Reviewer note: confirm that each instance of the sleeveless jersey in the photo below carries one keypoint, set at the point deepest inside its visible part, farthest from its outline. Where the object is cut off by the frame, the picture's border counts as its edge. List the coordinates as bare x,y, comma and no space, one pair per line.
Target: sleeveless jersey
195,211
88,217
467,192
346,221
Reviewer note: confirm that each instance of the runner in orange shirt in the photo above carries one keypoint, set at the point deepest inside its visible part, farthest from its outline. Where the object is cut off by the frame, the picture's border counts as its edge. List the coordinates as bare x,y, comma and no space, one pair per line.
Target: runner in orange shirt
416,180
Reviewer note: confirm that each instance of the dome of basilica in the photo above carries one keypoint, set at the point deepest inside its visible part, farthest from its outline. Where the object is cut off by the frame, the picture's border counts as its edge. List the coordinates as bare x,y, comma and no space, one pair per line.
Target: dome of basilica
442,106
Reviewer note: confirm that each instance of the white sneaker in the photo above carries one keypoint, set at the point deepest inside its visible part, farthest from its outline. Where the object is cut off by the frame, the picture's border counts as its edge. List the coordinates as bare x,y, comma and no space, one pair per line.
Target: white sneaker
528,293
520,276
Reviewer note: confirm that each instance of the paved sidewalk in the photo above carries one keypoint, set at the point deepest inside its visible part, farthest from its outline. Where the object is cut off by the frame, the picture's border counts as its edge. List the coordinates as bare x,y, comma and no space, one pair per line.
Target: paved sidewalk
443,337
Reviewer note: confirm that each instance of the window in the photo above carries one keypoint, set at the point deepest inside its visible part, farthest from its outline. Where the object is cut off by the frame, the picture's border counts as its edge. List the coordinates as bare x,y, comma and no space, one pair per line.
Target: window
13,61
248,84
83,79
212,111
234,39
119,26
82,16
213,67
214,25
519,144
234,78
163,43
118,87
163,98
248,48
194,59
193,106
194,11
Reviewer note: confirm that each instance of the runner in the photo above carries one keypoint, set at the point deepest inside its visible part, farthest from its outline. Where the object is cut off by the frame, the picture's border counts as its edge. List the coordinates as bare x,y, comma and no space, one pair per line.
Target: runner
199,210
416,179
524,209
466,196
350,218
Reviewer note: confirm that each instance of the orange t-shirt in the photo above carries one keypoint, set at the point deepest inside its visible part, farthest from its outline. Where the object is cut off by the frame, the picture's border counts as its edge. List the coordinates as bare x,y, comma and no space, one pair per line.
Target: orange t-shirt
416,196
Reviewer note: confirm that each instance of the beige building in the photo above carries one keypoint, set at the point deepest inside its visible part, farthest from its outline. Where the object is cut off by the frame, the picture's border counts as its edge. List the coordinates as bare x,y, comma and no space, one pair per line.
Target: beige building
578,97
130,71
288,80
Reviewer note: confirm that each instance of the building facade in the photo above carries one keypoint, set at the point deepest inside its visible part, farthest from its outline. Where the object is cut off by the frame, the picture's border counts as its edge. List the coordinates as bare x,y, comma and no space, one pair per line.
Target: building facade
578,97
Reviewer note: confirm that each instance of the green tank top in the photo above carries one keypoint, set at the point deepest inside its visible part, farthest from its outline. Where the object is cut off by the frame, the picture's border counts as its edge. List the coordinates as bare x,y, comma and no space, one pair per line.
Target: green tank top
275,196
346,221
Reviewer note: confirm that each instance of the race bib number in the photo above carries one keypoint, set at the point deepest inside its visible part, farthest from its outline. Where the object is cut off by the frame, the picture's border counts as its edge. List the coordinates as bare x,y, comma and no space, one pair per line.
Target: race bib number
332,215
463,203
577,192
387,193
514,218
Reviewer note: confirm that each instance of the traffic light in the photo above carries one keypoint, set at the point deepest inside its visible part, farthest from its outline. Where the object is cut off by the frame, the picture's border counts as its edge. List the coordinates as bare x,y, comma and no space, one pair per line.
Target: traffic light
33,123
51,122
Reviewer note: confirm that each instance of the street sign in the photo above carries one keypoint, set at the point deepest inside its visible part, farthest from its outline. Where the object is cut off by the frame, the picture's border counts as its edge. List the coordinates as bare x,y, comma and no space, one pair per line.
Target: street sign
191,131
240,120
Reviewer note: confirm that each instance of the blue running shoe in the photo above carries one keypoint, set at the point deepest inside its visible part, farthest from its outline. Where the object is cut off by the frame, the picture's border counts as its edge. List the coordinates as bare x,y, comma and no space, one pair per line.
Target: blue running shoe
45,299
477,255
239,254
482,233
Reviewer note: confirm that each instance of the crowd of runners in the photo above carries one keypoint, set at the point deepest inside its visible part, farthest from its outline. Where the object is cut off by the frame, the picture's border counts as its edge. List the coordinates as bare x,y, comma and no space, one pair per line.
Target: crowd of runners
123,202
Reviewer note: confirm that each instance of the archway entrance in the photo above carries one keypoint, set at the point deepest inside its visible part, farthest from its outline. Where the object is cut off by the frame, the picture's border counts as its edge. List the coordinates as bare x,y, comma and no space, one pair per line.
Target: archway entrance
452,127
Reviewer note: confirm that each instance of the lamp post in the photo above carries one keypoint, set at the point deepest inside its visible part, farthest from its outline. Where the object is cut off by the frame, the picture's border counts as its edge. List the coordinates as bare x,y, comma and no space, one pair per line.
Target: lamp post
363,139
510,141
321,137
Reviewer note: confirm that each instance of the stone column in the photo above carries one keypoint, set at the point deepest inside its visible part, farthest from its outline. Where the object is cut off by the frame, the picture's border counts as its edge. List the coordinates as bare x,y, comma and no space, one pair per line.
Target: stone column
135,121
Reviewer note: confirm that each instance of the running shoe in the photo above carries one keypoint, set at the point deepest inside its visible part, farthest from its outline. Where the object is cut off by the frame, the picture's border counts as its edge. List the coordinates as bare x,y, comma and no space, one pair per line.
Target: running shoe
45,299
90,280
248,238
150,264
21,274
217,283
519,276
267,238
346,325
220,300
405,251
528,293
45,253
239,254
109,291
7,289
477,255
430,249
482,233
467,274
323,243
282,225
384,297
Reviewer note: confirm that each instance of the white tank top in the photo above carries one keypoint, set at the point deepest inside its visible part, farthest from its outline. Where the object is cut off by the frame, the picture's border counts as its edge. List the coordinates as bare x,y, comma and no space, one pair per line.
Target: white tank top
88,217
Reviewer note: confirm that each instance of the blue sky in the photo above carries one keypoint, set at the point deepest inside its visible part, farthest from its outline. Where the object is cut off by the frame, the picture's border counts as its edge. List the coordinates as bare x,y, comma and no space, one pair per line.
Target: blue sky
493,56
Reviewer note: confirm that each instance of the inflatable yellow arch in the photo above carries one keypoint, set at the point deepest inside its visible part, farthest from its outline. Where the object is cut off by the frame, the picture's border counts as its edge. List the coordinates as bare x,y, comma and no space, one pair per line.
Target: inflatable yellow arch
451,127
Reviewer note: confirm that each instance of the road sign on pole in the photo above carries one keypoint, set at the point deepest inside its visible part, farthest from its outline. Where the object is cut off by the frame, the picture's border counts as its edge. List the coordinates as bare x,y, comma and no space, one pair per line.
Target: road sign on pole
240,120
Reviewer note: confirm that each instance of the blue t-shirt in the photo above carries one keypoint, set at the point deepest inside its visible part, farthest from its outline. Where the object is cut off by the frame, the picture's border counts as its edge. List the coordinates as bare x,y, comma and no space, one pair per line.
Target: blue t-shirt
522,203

+ + + +

Each entry above is to be quoted exactly.

Reviewer note: confirm that each instance of the sleeveless jersey in the photo below carries one keypoint, set at the point deepest inside its visible part, farthest from its outline. Where the object is cut off by the frame, the picture's border counts as its edge. List the coordinates as bare x,y, comma and no space, one pair per line.
Target: sleeveless jersey
195,211
88,217
467,192
346,221
Reviewer note: confirm that each instance of the runner in orange shirt in the photo above carries one keypoint, set at the point deepest inside its visible part, farthest from its outline. Where the object is cut off by the frame, the picture's border counts as its edge. List the coordinates as bare x,y, comma and no space, one pair per line.
Target: runner in orange shirt
416,180
Reviewer note: confirm that each instance of the dome of basilica in the photo above carries one keypoint, set at the point deepest inside its visible part, farthest from its outline. Where the object is cut off by the frame, the picture's border counts as its edge. List the coordinates as bare x,y, comma and no space, one pair per line.
Target: dome of basilica
442,106
Reviewer note: confirm that each instance of the white sneaker in the photo above carries one keypoint, set at the point deepest inside its visible part, farthest from its outline. Where the object is cut off by the frame, the picture's border counts as its edge. List the coordinates as bare x,y, comma and no space, one pair per line.
Target: white sneaker
528,293
520,276
Reviewer note: confirm that each instance of the paved sidewalk in the photo above carries one keypoint, set at the point deepest inside its visible part, farthest from its outline. Where the object is cut off by the frame, the picture's border counts as its edge. List the coordinates as bare x,y, comma and no space, one pair per line.
Target: paved sidewalk
443,337
Reviewer note: confirm that each instance of the window in the photo above carries one keypoint, set at the point deepest inside its visible part, farthest from its outline. Where the object is cut off by the frame, the picture's border counts as its edge. List the coordinates as bare x,y, comma and no space, one pair per line.
Target: window
13,61
248,84
83,79
212,111
234,39
119,26
82,16
213,67
214,25
519,144
234,78
163,43
118,87
163,98
248,48
194,59
193,106
194,11
Reviewer note: confirm that each instance of the runner in the photo above carries one keypoint, set at the point deepest inside its visible part, farthest from its outline. Where the object is cut off by the frame, the picture's border counts as its edge. List the coordinates as bare x,y, comma and no space, one pair per line.
Target: runner
199,210
416,179
524,209
466,196
350,218
Reviewer note: confirm that each instance of the orange t-shirt in the photo above carries one keypoint, set at the point deepest inside its visible part, farthest from its outline. Where the object is cut off by the frame, the picture's border counts as its edge. List the coordinates as bare x,y, comma and no space, one pair per line.
Target: orange t-shirt
416,196
Reviewer note: confirm that each instance of the beige building in the photo above carries one keypoint, set at the point deepest inside its visible part, farthest from its outline. Where the object is cut off by the frame, the picture's border counts as its edge. List the coordinates as bare x,y, comma and no space, one pair per line.
Target: beige building
578,97
130,71
288,80
Reviewer note: confirm that each instance of the building facade in the photo above carries one keypoint, set at the point deepest inside its visible part, farthest from its outline. Where the object is cut off by the frame, the picture's border counts as its edge. List the coordinates as bare x,y, comma and no space, one pair per line.
Target: building facade
578,97
Reviewer note: confirm that each instance of the green tank top in the photo above carries one keypoint, set at the point deepest inside its visible part, farthest from its outline. Where the object is cut off by the frame, the picture's border counts as its edge. List the coordinates as bare x,y, comma and no space, one pair per line.
Target: green tank top
275,196
346,221
Reviewer note: confirm that each instance of the race bib number in the photo above carries one keypoint, set at the point deepest inside its visible part, farthest from its outline. Where the object is cut off by the frame, the picture's border counts as its edge. List the coordinates as bare x,y, comma and no space, one pair per line.
Target: race bib number
332,215
463,203
577,192
387,193
514,218
Reviewer note: confirm that each instance of the traffic light in the photo above carries one keypoint, set at the point deepest inside its visible part, farthest from its outline. Where the object is cut off by the frame, the picture's border counts as its edge. List the coordinates as bare x,y, comma and no space, one pair per line.
Target: traffic light
33,123
51,122
Reviewer note: confirm that each instance of the street sign in the photo above carries one keypoint, set at the point deepest inside its visible part, farthest from its outline. Where the object is cut off by the frame, the picture's border counts as its edge. List the coordinates as bare x,y, comma and no space, one pair per line.
Target: street sign
191,131
240,120
Reviewer note: confirm that each instance of the blue running shoe in the photo above carries one keypoint, set at the point deepest inside its visible part, farthest from its outline. Where the object is cut off by the frame, the picture's border counts as its edge. List the coordinates as bare x,y, comma and no space, one pair per line.
Target: blue running shoe
45,299
477,255
239,254
482,233
Reviewer note: confirm that each instance of the crowd of runners in the photo above carries one keypoint, set at the point deepest inside its visible part, farthest from its outline. Where the object is cut off by the frame, the picture's border counts as its edge. List the coordinates as bare x,y, comma and no space, one pair per line.
Target: crowd of runners
123,202
Reviewer note: confirm that each instance of the archway entrance in the photo above carries one keypoint, set at the point deepest inside its visible part, farthest from its outline. Where the object is cut off by the frame, the picture's border counts as its edge. List the coordinates as bare x,y, comma and no space, one pair per line.
Target: archway entrance
452,127
Reviewer note: confirm that each instance of the lamp post in the photo above carries one keypoint, set at the point deepest inside its visible part, farthest from its outline. Where the object is cut off by the frame, the picture's border counts as its edge. List the coordinates as bare x,y, comma and no space, one pair per line.
Target: lamp post
363,139
510,141
321,137
Reviewer note: confirm that each instance of the stone column in the photo above carries one keypoint, set at the point deepest inside its visible part, farthest from its outline. Where the object is cut off by the frame, the picture's border counts as its edge. List the coordinates as bare x,y, comma and no space, one pair per line.
Target: stone column
135,121
Reviewer note: confirm that each instance of the running shoe in the photo above carries one keypoint, set at the point deepest inside its visible part, farthest from its outline. Where the object is cut off by the frame, the picture's border counts as its edge. List the coordinates as bare x,y, comma and no space, one pair per line.
Target: running shoe
45,299
90,280
248,238
150,264
21,274
217,283
519,276
267,238
346,325
220,300
405,251
528,293
45,253
239,254
109,291
7,289
477,255
430,249
482,233
467,274
323,243
282,225
384,297
Reviewer note: confirm that each instance of the white tank top in the photo above carries one keypoint, set at the point deepest inside its visible part, farthest from its outline. Where the object is cut off by the frame, the picture's border counts as its edge. List the coordinates as bare x,y, comma and no space, one pair per line.
Target: white tank top
88,217
Reviewer note: confirm that each instance of the blue sky in the photo above carries one keypoint, set at the point deepest inside its visible part, farthest from its outline. Where the object is cut off by the frame, the picture's border counts as its edge. List the coordinates as bare x,y, comma and no space, one pair per line.
Target: blue sky
493,56
Reviewer note: confirm that each instance of the inflatable yellow arch in the photo above carries one keypoint, set at the point deepest inside its visible part, farthest from its outline. Where the object is cut off by the frame, the picture's border counts as its edge. List the coordinates as bare x,y, comma and no space, one pair per line.
Target: inflatable yellow arch
451,127
Reviewer note: confirm that each instance of the road sign on pole in the photo above carries one keypoint, set at the point deepest inside its visible part, farthest from its outline. Where the object is cut off by the frame, the picture's border counts as its edge. List the coordinates as bare x,y, comma and no space, one pair per line.
Target: road sign on pole
240,120
Reviewer note: confirm that each instance of the blue t-shirt in the photo above carries one keypoint, set at the point deepest inside its visible part, farthest from its outline. Where the object is cut off by the frame, the picture's border counts as its edge. List the coordinates as bare x,y, comma and no space, one pair per line.
Target: blue t-shirt
522,203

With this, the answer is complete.